TASK STATEMENT: Render the rows as a numbered list, starting at the very first row and ending at the line that contains "pixel 65 59", with both of those lines included. Omit blank lines, and leave the pictures out of the answer.

RAW DATA:
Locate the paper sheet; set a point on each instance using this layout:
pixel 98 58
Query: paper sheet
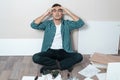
pixel 88 79
pixel 101 76
pixel 89 71
pixel 43 77
pixel 113 71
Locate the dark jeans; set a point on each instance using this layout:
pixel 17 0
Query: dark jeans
pixel 65 59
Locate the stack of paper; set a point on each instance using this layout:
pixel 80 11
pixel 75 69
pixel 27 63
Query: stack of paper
pixel 101 60
pixel 113 71
pixel 43 77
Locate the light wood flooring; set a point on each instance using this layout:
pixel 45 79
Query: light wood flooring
pixel 15 67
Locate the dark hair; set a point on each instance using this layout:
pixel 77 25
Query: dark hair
pixel 54 5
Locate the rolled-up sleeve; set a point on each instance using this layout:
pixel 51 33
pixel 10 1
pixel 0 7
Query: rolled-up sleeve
pixel 40 26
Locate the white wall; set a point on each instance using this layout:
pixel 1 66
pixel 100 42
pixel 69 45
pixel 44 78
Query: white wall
pixel 99 36
pixel 16 15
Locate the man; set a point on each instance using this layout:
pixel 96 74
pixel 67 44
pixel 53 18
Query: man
pixel 57 52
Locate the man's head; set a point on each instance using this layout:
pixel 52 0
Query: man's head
pixel 57 12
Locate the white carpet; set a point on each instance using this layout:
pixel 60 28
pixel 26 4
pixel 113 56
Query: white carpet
pixel 43 77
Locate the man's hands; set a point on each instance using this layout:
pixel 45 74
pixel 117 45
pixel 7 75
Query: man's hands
pixel 49 13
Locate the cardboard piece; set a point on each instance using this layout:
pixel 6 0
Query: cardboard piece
pixel 104 58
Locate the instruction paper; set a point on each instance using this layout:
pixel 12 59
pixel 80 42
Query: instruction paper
pixel 89 71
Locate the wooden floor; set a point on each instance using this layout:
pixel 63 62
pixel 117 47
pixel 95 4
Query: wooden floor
pixel 15 67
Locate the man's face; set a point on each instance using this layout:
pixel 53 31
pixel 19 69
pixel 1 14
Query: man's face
pixel 57 13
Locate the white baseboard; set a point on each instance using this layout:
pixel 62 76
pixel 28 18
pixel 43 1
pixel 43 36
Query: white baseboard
pixel 19 47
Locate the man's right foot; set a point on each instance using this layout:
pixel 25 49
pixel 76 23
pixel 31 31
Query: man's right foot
pixel 44 70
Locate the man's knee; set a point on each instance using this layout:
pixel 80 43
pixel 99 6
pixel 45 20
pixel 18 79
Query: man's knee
pixel 35 58
pixel 78 57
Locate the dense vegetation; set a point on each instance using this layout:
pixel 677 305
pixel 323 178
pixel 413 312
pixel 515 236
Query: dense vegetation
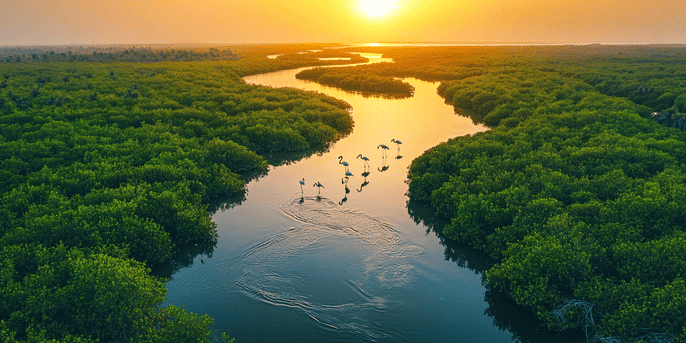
pixel 361 80
pixel 577 193
pixel 106 168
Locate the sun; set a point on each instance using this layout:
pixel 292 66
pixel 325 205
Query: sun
pixel 377 8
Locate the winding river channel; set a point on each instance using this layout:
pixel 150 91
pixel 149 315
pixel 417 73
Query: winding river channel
pixel 357 264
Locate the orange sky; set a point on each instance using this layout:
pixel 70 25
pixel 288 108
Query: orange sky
pixel 27 22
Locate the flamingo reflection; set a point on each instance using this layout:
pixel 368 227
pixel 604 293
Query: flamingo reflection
pixel 364 183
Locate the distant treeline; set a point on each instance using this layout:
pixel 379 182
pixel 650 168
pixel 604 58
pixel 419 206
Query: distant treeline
pixel 107 168
pixel 353 79
pixel 578 192
pixel 34 55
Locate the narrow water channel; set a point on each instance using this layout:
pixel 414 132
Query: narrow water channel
pixel 352 265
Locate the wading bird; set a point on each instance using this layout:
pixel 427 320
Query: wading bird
pixel 344 163
pixel 366 161
pixel 364 183
pixel 383 149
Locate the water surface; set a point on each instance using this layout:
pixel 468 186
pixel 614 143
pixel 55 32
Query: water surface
pixel 352 264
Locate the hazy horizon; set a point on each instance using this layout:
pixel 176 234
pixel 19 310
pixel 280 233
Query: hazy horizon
pixel 230 22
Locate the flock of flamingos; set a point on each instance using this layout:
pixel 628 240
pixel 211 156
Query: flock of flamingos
pixel 348 174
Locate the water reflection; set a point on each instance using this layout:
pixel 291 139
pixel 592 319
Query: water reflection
pixel 507 315
pixel 344 181
pixel 365 174
pixel 384 164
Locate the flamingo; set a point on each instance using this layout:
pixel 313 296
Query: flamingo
pixel 364 183
pixel 383 149
pixel 344 163
pixel 319 187
pixel 345 182
pixel 397 142
pixel 366 160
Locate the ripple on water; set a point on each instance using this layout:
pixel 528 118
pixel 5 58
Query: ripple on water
pixel 339 267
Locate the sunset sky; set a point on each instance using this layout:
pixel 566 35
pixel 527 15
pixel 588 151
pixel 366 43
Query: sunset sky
pixel 29 22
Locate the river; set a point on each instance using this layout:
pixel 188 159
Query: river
pixel 353 264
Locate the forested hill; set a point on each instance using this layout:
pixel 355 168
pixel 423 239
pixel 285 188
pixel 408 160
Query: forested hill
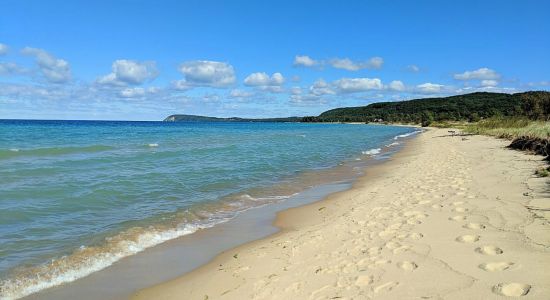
pixel 471 107
pixel 194 118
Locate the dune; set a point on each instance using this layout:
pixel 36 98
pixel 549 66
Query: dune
pixel 445 218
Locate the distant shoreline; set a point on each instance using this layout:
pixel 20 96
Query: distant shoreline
pixel 424 198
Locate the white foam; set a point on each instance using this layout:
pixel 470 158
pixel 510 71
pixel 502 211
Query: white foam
pixel 17 288
pixel 406 134
pixel 372 151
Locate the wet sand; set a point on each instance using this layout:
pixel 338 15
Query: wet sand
pixel 444 218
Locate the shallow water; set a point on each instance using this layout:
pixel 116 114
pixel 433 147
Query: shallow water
pixel 77 196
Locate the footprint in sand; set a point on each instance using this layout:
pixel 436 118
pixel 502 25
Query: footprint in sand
pixel 363 280
pixel 437 206
pixel 489 250
pixel 496 266
pixel 475 226
pixel 416 235
pixel 386 287
pixel 407 265
pixel 457 218
pixel 513 289
pixel 460 209
pixel 468 238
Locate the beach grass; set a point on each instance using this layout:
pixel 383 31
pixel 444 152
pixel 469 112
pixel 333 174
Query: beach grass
pixel 510 128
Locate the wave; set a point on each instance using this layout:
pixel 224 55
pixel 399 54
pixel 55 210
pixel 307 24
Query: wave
pixel 52 151
pixel 406 134
pixel 87 260
pixel 372 151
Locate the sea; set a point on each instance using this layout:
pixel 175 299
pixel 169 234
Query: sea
pixel 78 196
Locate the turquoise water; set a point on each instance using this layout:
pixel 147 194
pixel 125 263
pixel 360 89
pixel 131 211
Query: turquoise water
pixel 76 196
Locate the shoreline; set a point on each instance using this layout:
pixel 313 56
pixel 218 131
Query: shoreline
pixel 383 254
pixel 125 267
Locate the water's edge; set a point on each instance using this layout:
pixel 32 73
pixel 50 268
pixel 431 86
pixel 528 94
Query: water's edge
pixel 176 257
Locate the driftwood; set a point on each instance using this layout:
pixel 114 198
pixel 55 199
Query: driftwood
pixel 535 145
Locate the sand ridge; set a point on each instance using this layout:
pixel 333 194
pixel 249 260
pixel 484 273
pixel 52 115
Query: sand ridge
pixel 445 219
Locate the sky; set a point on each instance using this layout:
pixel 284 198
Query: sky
pixel 145 60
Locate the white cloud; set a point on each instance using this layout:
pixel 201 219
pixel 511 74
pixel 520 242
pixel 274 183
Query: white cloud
pixel 262 79
pixel 204 73
pixel 413 68
pixel 353 85
pixel 396 85
pixel 132 92
pixel 3 49
pixel 305 61
pixel 480 74
pixel 348 64
pixel 295 90
pixel 540 83
pixel 489 82
pixel 320 88
pixel 236 93
pixel 55 70
pixel 126 72
pixel 429 88
pixel 9 68
pixel 339 63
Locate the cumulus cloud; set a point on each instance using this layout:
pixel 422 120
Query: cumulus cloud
pixel 396 85
pixel 262 79
pixel 348 64
pixel 204 73
pixel 3 49
pixel 131 72
pixel 429 88
pixel 339 63
pixel 479 74
pixel 55 70
pixel 236 93
pixel 9 68
pixel 304 61
pixel 413 68
pixel 354 85
pixel 320 88
pixel 489 83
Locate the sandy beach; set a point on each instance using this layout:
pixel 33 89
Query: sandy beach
pixel 446 218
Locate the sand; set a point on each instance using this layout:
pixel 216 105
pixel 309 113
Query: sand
pixel 445 218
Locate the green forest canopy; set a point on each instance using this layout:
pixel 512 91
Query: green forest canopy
pixel 468 107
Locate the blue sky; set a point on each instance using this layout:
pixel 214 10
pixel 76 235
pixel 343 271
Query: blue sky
pixel 144 60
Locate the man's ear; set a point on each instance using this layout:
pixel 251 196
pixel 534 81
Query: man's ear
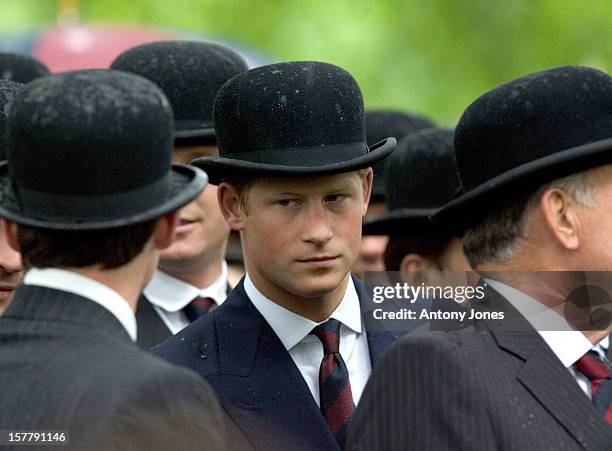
pixel 229 203
pixel 163 235
pixel 414 268
pixel 9 229
pixel 560 212
pixel 367 180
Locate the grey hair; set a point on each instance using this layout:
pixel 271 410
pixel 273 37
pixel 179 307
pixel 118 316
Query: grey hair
pixel 498 237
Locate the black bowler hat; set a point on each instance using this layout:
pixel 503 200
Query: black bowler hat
pixel 91 150
pixel 21 68
pixel 190 73
pixel 8 91
pixel 291 119
pixel 383 123
pixel 421 177
pixel 526 133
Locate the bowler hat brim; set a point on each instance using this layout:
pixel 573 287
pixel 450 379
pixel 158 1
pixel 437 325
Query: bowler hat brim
pixel 469 207
pixel 220 168
pixel 193 129
pixel 399 222
pixel 71 212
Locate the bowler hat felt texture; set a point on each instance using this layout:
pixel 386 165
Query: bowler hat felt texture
pixel 91 150
pixel 21 68
pixel 383 123
pixel 528 132
pixel 291 119
pixel 190 73
pixel 8 91
pixel 421 176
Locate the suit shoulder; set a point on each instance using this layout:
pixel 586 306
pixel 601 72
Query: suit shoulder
pixel 195 345
pixel 427 346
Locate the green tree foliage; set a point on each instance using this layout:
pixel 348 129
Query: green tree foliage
pixel 432 56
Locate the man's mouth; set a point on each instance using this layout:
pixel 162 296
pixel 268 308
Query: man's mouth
pixel 5 292
pixel 319 260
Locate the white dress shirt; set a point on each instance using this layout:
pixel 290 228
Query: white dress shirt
pixel 71 282
pixel 170 295
pixel 568 344
pixel 306 350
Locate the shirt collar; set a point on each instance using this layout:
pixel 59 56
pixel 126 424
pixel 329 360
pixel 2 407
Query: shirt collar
pixel 172 294
pixel 292 328
pixel 71 282
pixel 565 342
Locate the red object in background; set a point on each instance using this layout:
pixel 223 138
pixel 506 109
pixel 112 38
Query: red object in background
pixel 90 47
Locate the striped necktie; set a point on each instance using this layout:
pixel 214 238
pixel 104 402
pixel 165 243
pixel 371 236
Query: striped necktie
pixel 598 374
pixel 197 308
pixel 334 385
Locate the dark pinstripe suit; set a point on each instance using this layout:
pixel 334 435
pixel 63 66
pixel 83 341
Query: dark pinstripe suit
pixel 489 386
pixel 67 363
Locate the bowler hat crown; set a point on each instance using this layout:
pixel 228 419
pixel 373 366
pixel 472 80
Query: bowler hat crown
pixel 291 119
pixel 190 73
pixel 383 123
pixel 8 91
pixel 528 132
pixel 90 150
pixel 421 176
pixel 21 68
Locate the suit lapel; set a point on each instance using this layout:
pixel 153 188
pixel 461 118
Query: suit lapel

ANSWER TO THIS TASK:
1. Locate the paper sheet; set a point on each instance using this layout:
2. pixel 98 58
3. Query: paper sheet
4. pixel 88 79
5. pixel 101 76
6. pixel 89 71
7. pixel 43 77
8. pixel 113 71
9. Locate the dark jeans; set a point on each instance using this layout:
10. pixel 17 0
11. Query: dark jeans
12. pixel 65 59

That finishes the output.